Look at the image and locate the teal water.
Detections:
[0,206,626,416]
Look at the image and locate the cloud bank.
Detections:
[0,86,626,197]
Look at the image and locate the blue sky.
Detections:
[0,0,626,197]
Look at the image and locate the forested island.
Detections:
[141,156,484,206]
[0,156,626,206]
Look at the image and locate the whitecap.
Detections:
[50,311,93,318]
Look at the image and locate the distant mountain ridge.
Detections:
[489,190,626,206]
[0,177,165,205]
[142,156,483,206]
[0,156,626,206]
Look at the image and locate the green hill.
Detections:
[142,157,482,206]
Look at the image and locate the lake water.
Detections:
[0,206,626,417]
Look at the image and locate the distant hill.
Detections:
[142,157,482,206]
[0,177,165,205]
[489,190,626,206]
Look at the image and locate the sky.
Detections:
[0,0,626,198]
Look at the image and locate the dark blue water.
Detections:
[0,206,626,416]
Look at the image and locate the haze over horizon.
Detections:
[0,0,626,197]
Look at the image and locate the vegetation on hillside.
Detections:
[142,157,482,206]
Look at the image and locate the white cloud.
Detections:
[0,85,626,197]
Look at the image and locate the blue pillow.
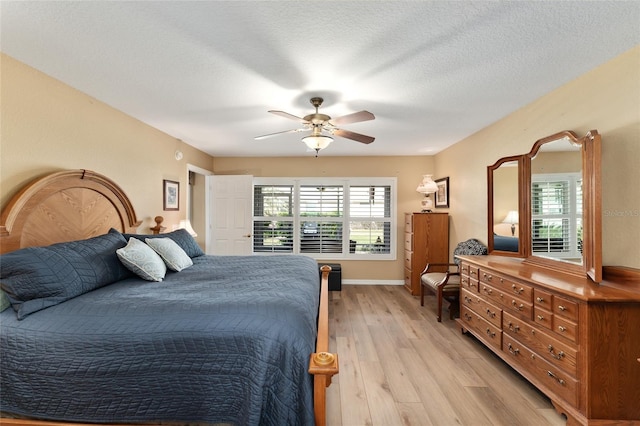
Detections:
[0,289,11,312]
[0,233,133,320]
[116,229,204,259]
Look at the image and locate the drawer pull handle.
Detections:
[511,300,524,311]
[547,371,564,386]
[549,345,564,359]
[508,343,520,355]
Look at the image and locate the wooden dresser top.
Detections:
[459,255,640,303]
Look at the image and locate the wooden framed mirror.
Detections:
[487,130,602,282]
[487,155,526,257]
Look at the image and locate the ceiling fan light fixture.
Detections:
[302,135,333,152]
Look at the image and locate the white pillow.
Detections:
[116,237,167,281]
[144,238,193,272]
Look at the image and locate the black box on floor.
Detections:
[318,263,342,291]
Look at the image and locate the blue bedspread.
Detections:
[0,256,319,426]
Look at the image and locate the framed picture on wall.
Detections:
[162,179,180,210]
[434,177,449,208]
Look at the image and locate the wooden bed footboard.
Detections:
[0,265,338,426]
[309,265,338,426]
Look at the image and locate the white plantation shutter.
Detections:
[531,173,582,259]
[253,185,294,253]
[299,185,344,253]
[349,185,392,254]
[254,178,396,259]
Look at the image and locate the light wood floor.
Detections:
[327,285,566,426]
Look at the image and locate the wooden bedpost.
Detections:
[309,265,338,426]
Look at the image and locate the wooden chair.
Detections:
[420,238,487,322]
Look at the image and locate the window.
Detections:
[531,173,582,259]
[253,178,396,259]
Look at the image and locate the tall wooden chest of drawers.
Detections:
[404,213,449,296]
[458,256,640,425]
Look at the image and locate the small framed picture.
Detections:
[434,177,449,208]
[162,179,180,210]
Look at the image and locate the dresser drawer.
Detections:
[460,305,502,351]
[461,288,502,328]
[480,270,533,303]
[404,250,422,272]
[533,288,553,311]
[553,296,578,323]
[404,214,413,233]
[502,334,579,405]
[533,305,553,330]
[502,312,577,377]
[553,315,578,343]
[404,233,413,251]
[404,267,411,288]
[460,275,478,293]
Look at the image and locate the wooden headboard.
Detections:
[0,169,141,253]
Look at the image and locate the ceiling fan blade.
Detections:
[254,129,307,140]
[269,110,308,123]
[329,111,376,126]
[333,129,376,144]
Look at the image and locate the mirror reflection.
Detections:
[531,137,583,265]
[492,161,520,253]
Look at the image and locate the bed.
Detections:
[0,170,338,425]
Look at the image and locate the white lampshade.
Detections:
[502,210,518,225]
[416,175,438,194]
[178,219,198,237]
[302,135,333,152]
[502,210,519,236]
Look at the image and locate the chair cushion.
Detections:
[420,272,460,291]
[453,238,488,265]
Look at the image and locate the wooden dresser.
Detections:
[404,213,449,296]
[457,256,640,425]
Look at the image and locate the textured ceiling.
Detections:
[0,0,640,156]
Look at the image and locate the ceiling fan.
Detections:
[255,97,376,156]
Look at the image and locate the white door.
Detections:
[207,175,253,255]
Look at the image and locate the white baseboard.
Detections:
[342,280,404,285]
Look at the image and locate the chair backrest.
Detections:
[453,238,489,265]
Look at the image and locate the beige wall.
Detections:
[436,46,640,268]
[0,55,213,232]
[0,47,640,280]
[213,155,439,282]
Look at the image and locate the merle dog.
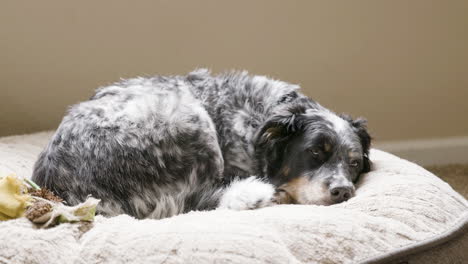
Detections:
[33,69,370,218]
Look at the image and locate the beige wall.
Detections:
[0,0,468,140]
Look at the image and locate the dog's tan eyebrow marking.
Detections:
[348,151,360,159]
[281,166,291,176]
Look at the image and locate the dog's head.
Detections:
[255,105,371,205]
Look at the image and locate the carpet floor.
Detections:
[426,164,468,199]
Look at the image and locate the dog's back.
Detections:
[33,73,223,218]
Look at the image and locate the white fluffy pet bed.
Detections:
[0,133,468,264]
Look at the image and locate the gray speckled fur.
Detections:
[33,69,344,218]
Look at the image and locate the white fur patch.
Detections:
[218,176,275,210]
[324,112,350,133]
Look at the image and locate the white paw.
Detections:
[218,176,275,210]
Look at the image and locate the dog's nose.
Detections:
[330,187,353,203]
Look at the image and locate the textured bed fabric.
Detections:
[0,132,468,263]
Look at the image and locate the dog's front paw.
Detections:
[218,176,275,210]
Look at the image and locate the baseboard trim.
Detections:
[374,136,468,166]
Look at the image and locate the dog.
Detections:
[32,69,371,219]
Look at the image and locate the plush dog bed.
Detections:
[0,133,468,263]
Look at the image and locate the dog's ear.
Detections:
[254,105,306,176]
[340,114,372,173]
[256,105,306,143]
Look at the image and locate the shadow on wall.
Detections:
[0,0,468,140]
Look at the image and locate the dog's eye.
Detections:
[307,148,320,156]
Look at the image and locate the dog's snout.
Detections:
[330,186,353,203]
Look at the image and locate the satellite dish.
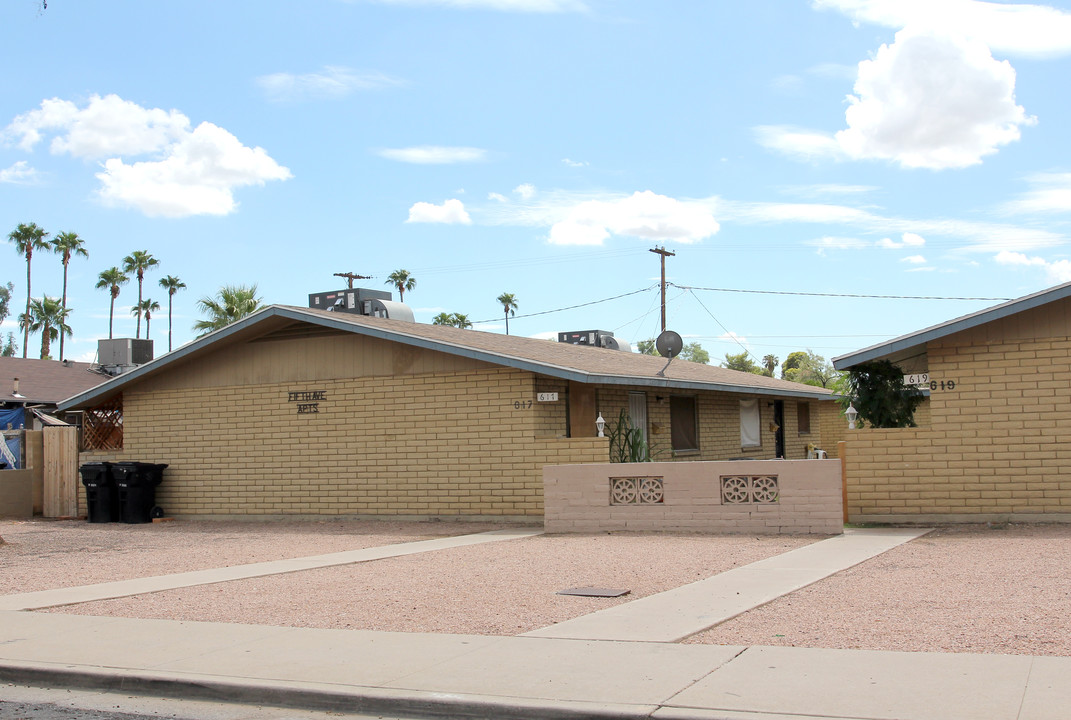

## [Aim of the exercise]
Print all of the records above word for word, leaving out the pictures.

## [Result below]
Look at the image and locate the teal water.
Detections:
[0,206,626,416]
Look at the image and locate the cloud bank.
Detections:
[0,86,626,197]
Look at the image and locate the blue sky.
Detections:
[0,0,626,197]
Look at the image and locate the forested island.
Detections:
[141,156,484,206]
[0,156,626,206]
Look at the image and locate the whitecap.
Detections:
[50,311,93,318]
Look at the image and locate the distant mountain ridge.
Detections:
[489,190,626,206]
[0,177,165,205]
[142,156,483,206]
[0,156,626,206]
Look at the image and locate the green hill.
Detections:
[142,157,482,206]
Look at the image and locate the lake water.
Detections:
[0,206,626,417]
Look at the image and locate the distant hill.
Detections:
[142,157,482,206]
[0,177,165,205]
[489,190,626,206]
Look at the image and locate the sky.
Detections:
[0,0,626,198]
Look at the image and locate the dark blue water.
Detections:
[0,206,626,416]
Look at the image and locate the haze over horizon.
Detections:
[0,0,626,197]
Look at the image and locate the vegetation on hillside.
Detections:
[142,157,482,206]
Look at the image and locate the white cloud.
Detections:
[0,85,626,197]
Look at the image and locate the blue pillow.
Detections:
[0,289,11,312]
[0,233,133,320]
[116,229,204,259]
Look at the image and locate the drawer pull handle.
Detections:
[511,300,524,311]
[547,371,564,386]
[549,345,564,359]
[508,343,520,355]
Look at the image and locate the wooden dresser top.
Detections:
[459,255,640,303]
Look at the image and locate the wooden framed mirror.
Detections:
[487,130,602,282]
[487,155,526,257]
Look at the image and locate the ceiling fan light fixture.
Detections:
[302,135,333,152]
Look at the image and locate the white pillow.
Detections:
[116,237,167,281]
[144,238,193,272]
Look at the image and locate the black box on floor.
Detections:
[318,263,342,291]
Look at the image and locate the blue bedspread.
Detections:
[0,256,319,426]
Look at the image and locate the framed picture on wall.
Detections:
[162,179,180,210]
[434,177,449,208]
Look at the image and locate the wooden bed footboard.
Detections:
[0,265,338,426]
[309,265,338,426]
Look at the image and locate the white plantation shutter.
Detections:
[531,173,582,259]
[253,185,294,253]
[299,185,344,253]
[349,185,392,254]
[254,178,396,259]
Look at the image and locate the light wood floor.
Detections:
[327,285,566,426]
Look at the image and locate the wooden bedpost.
Detections:
[309,265,338,426]
Look at the image and locate the wooden chair.
Detections:
[420,238,487,322]
Look at the image and locate the window.
Detections:
[531,173,582,259]
[253,178,396,259]
Look at the image and locate the tall wooden chest of drawers.
Detections:
[404,213,449,296]
[458,256,640,425]
Look at the image and locate the small framed picture.
Detections:
[434,177,449,208]
[162,179,180,210]
Look at the image and locate the dresser drawer.
Detections:
[460,305,502,351]
[461,288,502,328]
[480,270,533,303]
[404,250,422,272]
[533,288,553,311]
[553,296,578,323]
[404,214,413,233]
[502,334,579,405]
[533,305,553,330]
[502,312,577,377]
[553,315,578,343]
[404,233,413,251]
[404,267,411,288]
[460,275,478,293]
Look at the image and locate the wooden headboard.
Detections:
[0,169,141,253]
Look at the image and locate the ceiling fan blade.
Detections:
[254,129,307,140]
[269,110,308,123]
[329,111,376,126]
[333,129,376,144]
Look at the image and locate the mirror reflection.
Detections:
[531,137,583,265]
[492,161,520,253]
Look at the image and locate the bed.
Detections:
[0,170,338,425]
Look at the image and locate the white lampshade.
Detections:
[502,210,518,225]
[416,175,438,194]
[178,219,198,237]
[302,135,333,152]
[502,210,519,236]
Look at the image and locate the chair cushion.
Detections:
[420,272,460,291]
[453,238,488,265]
Look at the image and locate the wooden dresser.
Detections:
[404,213,449,296]
[457,256,640,425]
Look at the image and locate the textured ceiling.
Detections:
[0,0,640,156]
Look at the image and locate the ceiling fan.
Detections:
[255,97,376,156]
Look at the image and locate the white door.
Detections:
[207,175,253,255]
Look at the image and locate the white baseboard.
Detections:
[342,280,404,285]
Look at the image and locate the chair backrest.
Detections:
[453,238,489,265]
Look at the image and locate the beige wall.
Detections:
[436,46,640,268]
[0,55,213,232]
[0,47,640,280]
[213,155,439,282]
Look at the image and locate the merle dog.
Detections:
[33,69,370,218]
Look at the image and locate the beige wall.
Detections:
[0,0,468,140]
Look at the image and locate the dog's tan eyebrow marking.
Detections:
[348,151,360,159]
[281,166,291,176]
Look at the image and locate the dog's head.
Detections:
[255,105,371,205]
Look at the image and locate the carpet floor.
Detections:
[426,164,468,199]
Look at the image and locate the dog's back.
Detections:
[33,73,223,218]
Look at the image and locate the white fluffy pet bed.
Detections:
[0,133,468,264]
Look at the image and locate the gray speckled fur.
Detections:
[33,69,344,218]
Look at the image and locate the white fur patch.
Detections:
[218,176,275,210]
[324,112,350,133]
Look at the image and locate the white paw.
Detections:
[218,176,275,210]
Look at the image and locate the dog's nose.
Detections:
[330,187,353,203]
Look at the image and locate the textured bed fabric.
Detections:
[0,132,468,263]
Look at the image and locate the dog's front paw.
Detections:
[218,176,275,210]
Look at the image and locate the baseboard trim.
Detections:
[374,136,468,166]
Look at the image and locate the dog.
Detections:
[32,69,371,219]
Look at the image and locate the plush dog bed.
Detections:
[0,133,468,263]
Look at the image and locate the dog's ear.
Detections:
[254,105,306,176]
[340,114,372,173]
[256,105,306,143]
Look at the image and locate the shadow on wall.
Detections:
[0,0,468,140]
Look at the image and locate the dog's eye.
Detections:
[307,148,320,156]
Look at the image and locate the dog's snout.
Detections:
[330,186,353,203]
Look at the image and locate the satellite dish.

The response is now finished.